(Pointing dataset records)
▼▼▼
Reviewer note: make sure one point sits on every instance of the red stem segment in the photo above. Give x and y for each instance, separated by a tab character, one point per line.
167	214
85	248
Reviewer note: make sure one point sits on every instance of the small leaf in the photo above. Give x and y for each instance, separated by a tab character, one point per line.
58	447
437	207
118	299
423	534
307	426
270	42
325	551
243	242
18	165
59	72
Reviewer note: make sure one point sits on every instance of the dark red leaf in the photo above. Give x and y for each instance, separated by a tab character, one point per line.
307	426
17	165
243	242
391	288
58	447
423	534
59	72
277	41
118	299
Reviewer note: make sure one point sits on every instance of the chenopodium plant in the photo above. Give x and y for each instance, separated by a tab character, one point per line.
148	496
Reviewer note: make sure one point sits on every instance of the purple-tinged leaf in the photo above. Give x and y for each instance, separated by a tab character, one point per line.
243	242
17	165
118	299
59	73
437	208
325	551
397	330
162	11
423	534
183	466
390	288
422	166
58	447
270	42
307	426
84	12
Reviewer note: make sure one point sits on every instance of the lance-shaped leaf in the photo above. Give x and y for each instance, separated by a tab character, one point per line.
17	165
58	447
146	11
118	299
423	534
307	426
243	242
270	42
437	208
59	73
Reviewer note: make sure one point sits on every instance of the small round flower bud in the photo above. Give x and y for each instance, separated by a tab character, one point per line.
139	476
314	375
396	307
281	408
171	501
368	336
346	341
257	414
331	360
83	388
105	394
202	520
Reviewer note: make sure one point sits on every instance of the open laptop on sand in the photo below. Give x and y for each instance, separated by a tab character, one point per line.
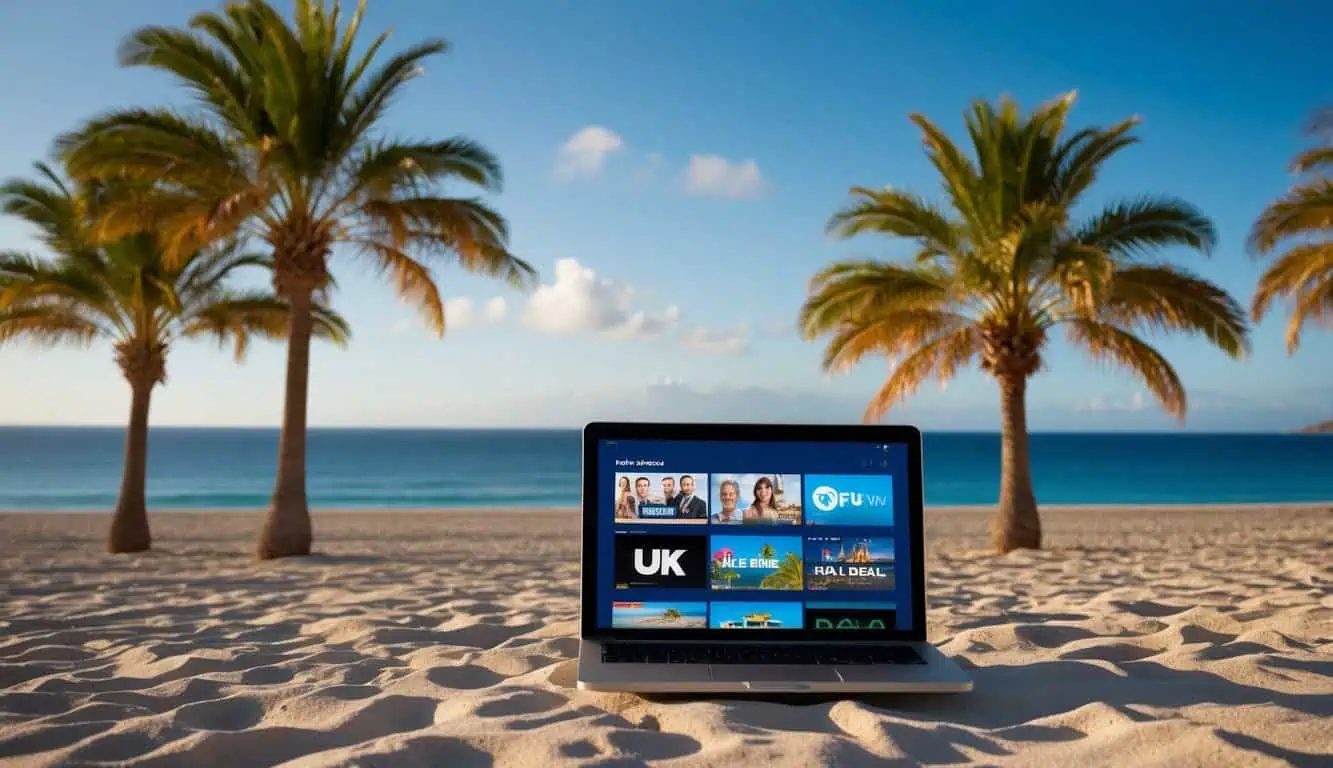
743	558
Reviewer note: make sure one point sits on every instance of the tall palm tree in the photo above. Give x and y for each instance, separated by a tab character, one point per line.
1007	263
1303	220
127	292
287	143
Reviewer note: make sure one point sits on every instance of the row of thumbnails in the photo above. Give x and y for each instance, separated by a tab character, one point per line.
717	615
753	499
784	563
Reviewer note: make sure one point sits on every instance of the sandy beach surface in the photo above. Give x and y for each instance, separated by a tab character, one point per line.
1140	638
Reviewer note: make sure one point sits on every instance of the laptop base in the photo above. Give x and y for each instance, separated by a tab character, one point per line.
939	675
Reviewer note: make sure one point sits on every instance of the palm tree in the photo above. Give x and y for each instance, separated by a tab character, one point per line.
789	574
287	143
1004	266
1301	219
127	292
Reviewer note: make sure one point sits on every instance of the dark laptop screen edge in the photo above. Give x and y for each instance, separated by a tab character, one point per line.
595	432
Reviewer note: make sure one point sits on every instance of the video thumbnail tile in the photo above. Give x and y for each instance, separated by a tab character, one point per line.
753	615
756	499
676	498
659	615
849	563
755	563
849	500
661	560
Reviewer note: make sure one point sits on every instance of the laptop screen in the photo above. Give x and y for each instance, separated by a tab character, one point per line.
733	536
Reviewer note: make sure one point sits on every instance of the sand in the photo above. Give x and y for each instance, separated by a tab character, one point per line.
1141	638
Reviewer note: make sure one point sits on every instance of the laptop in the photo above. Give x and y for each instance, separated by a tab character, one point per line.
755	558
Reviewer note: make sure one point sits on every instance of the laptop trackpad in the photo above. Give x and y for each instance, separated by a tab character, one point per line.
773	674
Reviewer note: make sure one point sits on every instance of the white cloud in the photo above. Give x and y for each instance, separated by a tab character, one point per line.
580	302
495	310
463	312
585	152
715	176
729	342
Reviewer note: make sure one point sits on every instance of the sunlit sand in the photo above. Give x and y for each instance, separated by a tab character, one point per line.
1141	636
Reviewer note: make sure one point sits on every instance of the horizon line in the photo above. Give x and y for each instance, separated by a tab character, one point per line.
429	428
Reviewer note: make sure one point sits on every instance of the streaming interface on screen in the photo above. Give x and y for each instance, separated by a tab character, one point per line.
753	535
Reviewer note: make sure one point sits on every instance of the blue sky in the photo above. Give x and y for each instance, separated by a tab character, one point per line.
675	238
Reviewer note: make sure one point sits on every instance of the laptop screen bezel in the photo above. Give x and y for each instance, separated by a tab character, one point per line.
597	432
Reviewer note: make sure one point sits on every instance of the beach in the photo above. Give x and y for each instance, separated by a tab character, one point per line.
1141	636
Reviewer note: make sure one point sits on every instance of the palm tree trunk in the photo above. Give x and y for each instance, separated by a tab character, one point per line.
129	522
1016	523
287	530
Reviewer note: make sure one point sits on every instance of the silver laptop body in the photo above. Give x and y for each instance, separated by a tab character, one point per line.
759	558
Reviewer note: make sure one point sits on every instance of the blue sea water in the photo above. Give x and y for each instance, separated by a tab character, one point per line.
79	468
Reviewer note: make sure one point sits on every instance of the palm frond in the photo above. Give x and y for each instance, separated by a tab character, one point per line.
897	214
411	279
1305	210
1313	159
1161	298
385	168
237	318
1312	304
1083	164
1133	228
208	72
1107	343
856	291
367	104
465	231
1300	270
960	176
891	334
153	144
47	324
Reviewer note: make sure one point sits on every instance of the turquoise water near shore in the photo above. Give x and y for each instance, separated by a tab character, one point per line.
79	468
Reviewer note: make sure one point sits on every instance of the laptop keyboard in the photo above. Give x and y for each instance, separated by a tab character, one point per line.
733	654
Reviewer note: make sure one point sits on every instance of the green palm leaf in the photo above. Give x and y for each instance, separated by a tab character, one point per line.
1004	263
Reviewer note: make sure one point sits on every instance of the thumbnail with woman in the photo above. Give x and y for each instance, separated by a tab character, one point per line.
627	508
771	499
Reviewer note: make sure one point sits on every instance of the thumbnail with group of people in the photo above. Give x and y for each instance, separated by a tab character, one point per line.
828	560
685	498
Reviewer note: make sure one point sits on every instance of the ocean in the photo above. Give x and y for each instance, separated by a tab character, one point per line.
79	468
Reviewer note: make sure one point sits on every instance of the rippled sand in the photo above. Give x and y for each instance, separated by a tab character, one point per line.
1171	638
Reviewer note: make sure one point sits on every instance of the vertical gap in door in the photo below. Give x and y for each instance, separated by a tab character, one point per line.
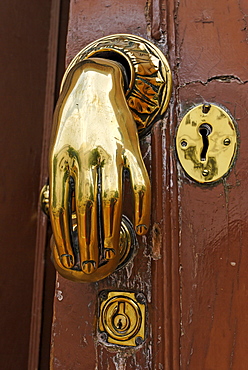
44	277
166	284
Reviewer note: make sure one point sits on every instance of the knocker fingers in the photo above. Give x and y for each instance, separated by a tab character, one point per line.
142	193
59	213
111	209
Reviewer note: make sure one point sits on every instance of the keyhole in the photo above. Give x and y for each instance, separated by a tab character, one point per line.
205	130
119	325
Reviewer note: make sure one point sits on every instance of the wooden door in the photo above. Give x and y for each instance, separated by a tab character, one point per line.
192	264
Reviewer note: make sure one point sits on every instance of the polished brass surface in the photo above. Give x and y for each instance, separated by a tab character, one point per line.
122	318
206	143
148	73
127	241
94	138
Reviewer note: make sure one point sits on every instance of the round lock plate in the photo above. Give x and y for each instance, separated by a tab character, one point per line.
121	318
206	143
148	73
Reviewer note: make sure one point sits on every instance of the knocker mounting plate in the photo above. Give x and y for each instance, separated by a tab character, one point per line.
148	74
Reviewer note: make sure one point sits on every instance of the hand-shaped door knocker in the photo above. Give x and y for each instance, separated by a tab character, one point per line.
94	138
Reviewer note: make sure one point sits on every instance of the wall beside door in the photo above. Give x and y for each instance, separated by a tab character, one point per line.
24	29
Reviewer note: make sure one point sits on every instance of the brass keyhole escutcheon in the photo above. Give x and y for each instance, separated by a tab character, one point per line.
206	143
122	318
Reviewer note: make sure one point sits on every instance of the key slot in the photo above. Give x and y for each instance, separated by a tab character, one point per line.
205	130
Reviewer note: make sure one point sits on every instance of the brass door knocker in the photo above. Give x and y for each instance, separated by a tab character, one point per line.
112	92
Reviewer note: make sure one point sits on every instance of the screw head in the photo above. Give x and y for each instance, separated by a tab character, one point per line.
227	142
205	173
103	295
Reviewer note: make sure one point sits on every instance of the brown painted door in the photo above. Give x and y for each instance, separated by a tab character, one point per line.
192	265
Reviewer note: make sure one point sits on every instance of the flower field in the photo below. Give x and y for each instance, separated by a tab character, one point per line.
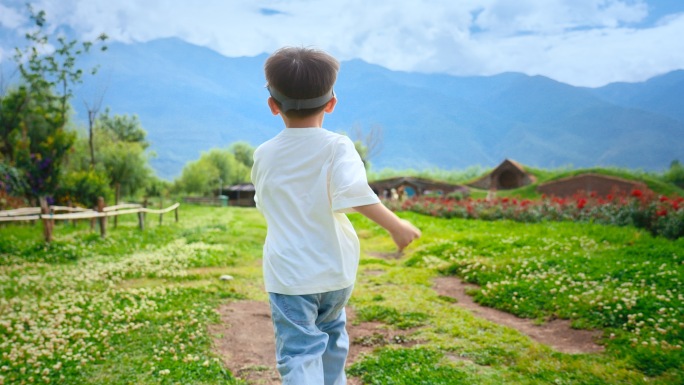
▲▲▲
_WHAT TO WORK ON_
Rewrite every line from the line containing "of the wall" up to and including the end of the data, requests included, with each coordinate in the answers multiplied by 2 and rounded to a whole number, halves rounded up. Leave the pictures out of the answer.

_OUTPUT OF THE EXERCISE_
Reviewer note: make sure one point sits on every instance of the wall beside door in the photo above. Give x and y for each instance, separated by a tab character, one point per line.
48	58
Reviewer note: make sure one point sits on every instance of the brass keyhole escutcheon in the photo above. Give x and y for each instance, separated by a tab character, one point per line.
412	286
244	636
Reviewer note: make sure one point sits on every instance of the key slot in the photo above. Give x and y for each instance, separated by a tab character, one point per line.
410	260
Reviewer note: make sure one point sits on every instance of the brass door knocker in the photo above. Give x and y for each instance, separated by a tab character, one point per line.
224	184
Reviewer note: make sure one point sits on every instance of the screw head in the photo above. Give x and y for each instance, separated by a tab character, one point per line.
454	284
410	346
206	590
Reviewer note: make sure one point sits on every instance of the brown painted door in the photo above. Give x and y for each instance, separated by a tab character, one point per line.
384	530
Reviewer note: make sure one point sits on every instance of the flower field in the photo below. Give x and y for each instance, separated by a tab character, one point per line.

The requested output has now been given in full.